[start of Supplied material]
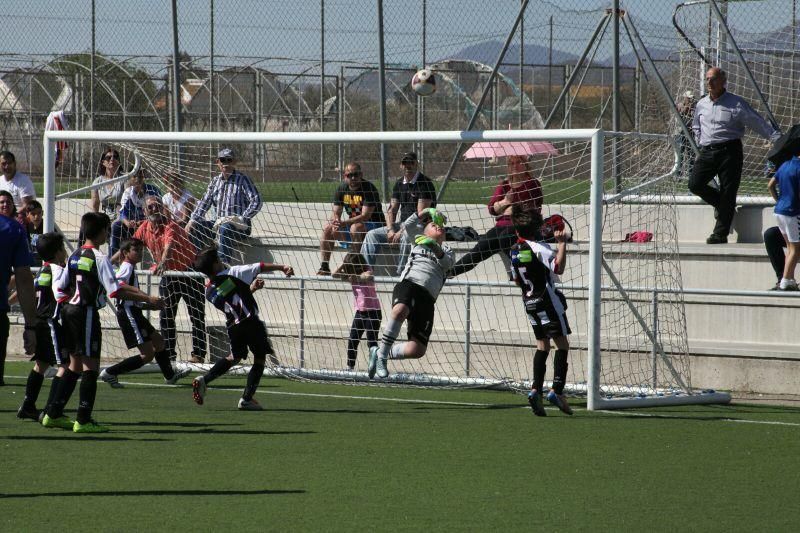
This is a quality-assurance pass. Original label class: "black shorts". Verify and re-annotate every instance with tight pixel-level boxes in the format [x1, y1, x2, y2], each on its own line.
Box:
[392, 279, 436, 346]
[228, 317, 275, 359]
[117, 305, 156, 350]
[525, 291, 572, 340]
[31, 318, 69, 365]
[61, 304, 103, 359]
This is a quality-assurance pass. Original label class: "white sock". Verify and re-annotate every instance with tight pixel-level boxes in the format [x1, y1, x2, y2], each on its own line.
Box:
[389, 342, 406, 359]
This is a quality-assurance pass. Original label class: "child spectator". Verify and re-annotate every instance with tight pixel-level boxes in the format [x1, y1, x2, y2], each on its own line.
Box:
[333, 252, 382, 370]
[192, 248, 294, 411]
[17, 233, 77, 421]
[100, 239, 190, 389]
[511, 206, 572, 416]
[367, 207, 454, 379]
[767, 150, 800, 291]
[42, 212, 162, 433]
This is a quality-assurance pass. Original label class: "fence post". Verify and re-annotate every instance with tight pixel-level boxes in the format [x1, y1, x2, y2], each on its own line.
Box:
[299, 278, 306, 368]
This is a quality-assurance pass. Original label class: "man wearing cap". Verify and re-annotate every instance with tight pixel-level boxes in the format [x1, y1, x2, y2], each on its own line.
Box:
[689, 67, 780, 244]
[361, 152, 436, 274]
[186, 148, 261, 264]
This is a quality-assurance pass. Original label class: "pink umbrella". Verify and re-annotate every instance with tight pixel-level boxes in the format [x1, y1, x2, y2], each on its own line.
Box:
[464, 141, 558, 159]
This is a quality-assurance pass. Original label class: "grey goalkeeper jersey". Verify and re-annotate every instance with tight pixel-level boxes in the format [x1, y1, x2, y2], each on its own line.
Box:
[400, 244, 455, 300]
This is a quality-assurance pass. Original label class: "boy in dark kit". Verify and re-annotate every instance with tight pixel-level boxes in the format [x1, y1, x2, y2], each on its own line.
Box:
[511, 206, 572, 416]
[17, 233, 77, 421]
[100, 239, 190, 389]
[42, 212, 162, 433]
[192, 248, 294, 411]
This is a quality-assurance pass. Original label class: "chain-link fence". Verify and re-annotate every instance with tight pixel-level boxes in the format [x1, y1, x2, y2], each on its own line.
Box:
[0, 0, 798, 187]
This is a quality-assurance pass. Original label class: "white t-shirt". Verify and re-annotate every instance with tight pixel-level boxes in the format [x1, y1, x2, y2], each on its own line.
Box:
[161, 189, 194, 220]
[0, 172, 36, 209]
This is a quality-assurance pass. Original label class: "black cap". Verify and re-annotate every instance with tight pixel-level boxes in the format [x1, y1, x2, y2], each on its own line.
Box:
[400, 152, 417, 163]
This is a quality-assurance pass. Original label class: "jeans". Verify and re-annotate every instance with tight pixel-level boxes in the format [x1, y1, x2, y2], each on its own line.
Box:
[158, 276, 206, 359]
[361, 224, 411, 273]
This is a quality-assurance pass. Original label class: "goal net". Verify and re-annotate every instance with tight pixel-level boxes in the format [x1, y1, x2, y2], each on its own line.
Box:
[45, 130, 725, 408]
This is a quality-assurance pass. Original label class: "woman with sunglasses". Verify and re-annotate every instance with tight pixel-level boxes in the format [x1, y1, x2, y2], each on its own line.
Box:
[448, 155, 542, 277]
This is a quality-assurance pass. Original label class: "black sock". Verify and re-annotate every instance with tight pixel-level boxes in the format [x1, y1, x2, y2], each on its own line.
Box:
[22, 369, 44, 408]
[106, 355, 144, 376]
[77, 370, 97, 424]
[44, 376, 61, 412]
[242, 363, 264, 402]
[553, 350, 569, 394]
[203, 358, 233, 384]
[533, 350, 550, 394]
[156, 350, 175, 379]
[47, 369, 80, 418]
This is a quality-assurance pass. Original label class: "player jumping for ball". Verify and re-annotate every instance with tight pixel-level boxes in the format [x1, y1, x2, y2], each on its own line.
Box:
[511, 206, 572, 416]
[367, 207, 454, 378]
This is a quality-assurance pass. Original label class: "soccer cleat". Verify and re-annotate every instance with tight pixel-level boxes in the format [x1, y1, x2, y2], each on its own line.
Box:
[100, 368, 125, 389]
[164, 368, 192, 385]
[528, 390, 547, 416]
[367, 346, 378, 379]
[42, 415, 75, 429]
[72, 419, 109, 433]
[192, 376, 206, 405]
[375, 357, 389, 379]
[17, 404, 42, 420]
[239, 398, 264, 411]
[547, 390, 572, 415]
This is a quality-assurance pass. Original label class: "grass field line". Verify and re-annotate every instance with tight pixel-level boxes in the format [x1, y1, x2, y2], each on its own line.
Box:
[600, 408, 800, 427]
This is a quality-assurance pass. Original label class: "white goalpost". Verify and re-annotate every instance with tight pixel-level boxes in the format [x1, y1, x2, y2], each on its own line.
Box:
[43, 129, 730, 409]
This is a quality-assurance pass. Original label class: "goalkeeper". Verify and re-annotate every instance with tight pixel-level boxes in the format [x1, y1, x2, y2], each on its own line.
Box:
[367, 207, 454, 378]
[511, 206, 572, 416]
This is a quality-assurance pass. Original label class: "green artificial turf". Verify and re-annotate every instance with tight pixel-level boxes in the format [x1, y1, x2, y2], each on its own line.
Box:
[0, 363, 800, 531]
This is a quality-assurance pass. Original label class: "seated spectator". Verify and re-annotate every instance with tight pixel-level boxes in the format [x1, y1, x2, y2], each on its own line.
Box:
[317, 162, 384, 276]
[186, 148, 262, 264]
[108, 169, 161, 257]
[0, 150, 36, 210]
[448, 156, 542, 277]
[161, 171, 197, 228]
[361, 152, 436, 274]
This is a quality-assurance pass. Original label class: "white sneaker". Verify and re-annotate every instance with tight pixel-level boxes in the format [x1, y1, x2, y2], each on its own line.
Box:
[192, 376, 206, 405]
[100, 368, 125, 389]
[239, 398, 264, 411]
[164, 367, 192, 385]
[375, 357, 389, 379]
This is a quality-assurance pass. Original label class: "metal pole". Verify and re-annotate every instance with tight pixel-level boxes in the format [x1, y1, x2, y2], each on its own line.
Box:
[89, 0, 97, 130]
[378, 0, 389, 202]
[298, 279, 306, 368]
[616, 0, 622, 192]
[434, 0, 530, 202]
[464, 285, 472, 376]
[709, 0, 780, 131]
[517, 0, 525, 129]
[319, 0, 325, 181]
[544, 11, 609, 128]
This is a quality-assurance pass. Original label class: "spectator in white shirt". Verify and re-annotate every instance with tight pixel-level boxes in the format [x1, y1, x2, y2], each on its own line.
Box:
[0, 150, 36, 211]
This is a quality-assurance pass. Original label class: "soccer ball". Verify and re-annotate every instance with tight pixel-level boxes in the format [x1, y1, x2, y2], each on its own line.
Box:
[411, 68, 436, 96]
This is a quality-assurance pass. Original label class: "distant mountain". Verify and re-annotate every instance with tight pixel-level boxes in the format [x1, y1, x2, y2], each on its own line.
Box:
[440, 41, 579, 66]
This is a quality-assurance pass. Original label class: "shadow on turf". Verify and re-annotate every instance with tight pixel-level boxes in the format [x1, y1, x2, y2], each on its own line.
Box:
[0, 431, 173, 442]
[0, 489, 306, 499]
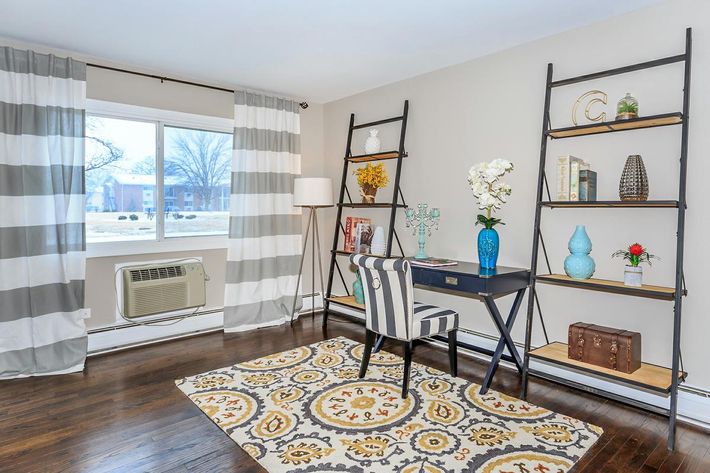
[end of Supplied material]
_Brief_
Copy out the entries again, starting at the very beginning and ending at the line with "[61, 304, 103, 359]", and add 73 to every number in the box coordinates. Leave the picture out.

_Full answer_
This is a quality-assurance pass. Original label class: "black shorts". Verify and re-annotate every instance with tight pixel-level boxes in the format [x1, y1, x2, y2], each on its own line.
Box:
[465, 352, 509, 419]
[301, 390, 348, 432]
[190, 378, 229, 423]
[598, 364, 645, 413]
[104, 391, 142, 438]
[134, 377, 176, 432]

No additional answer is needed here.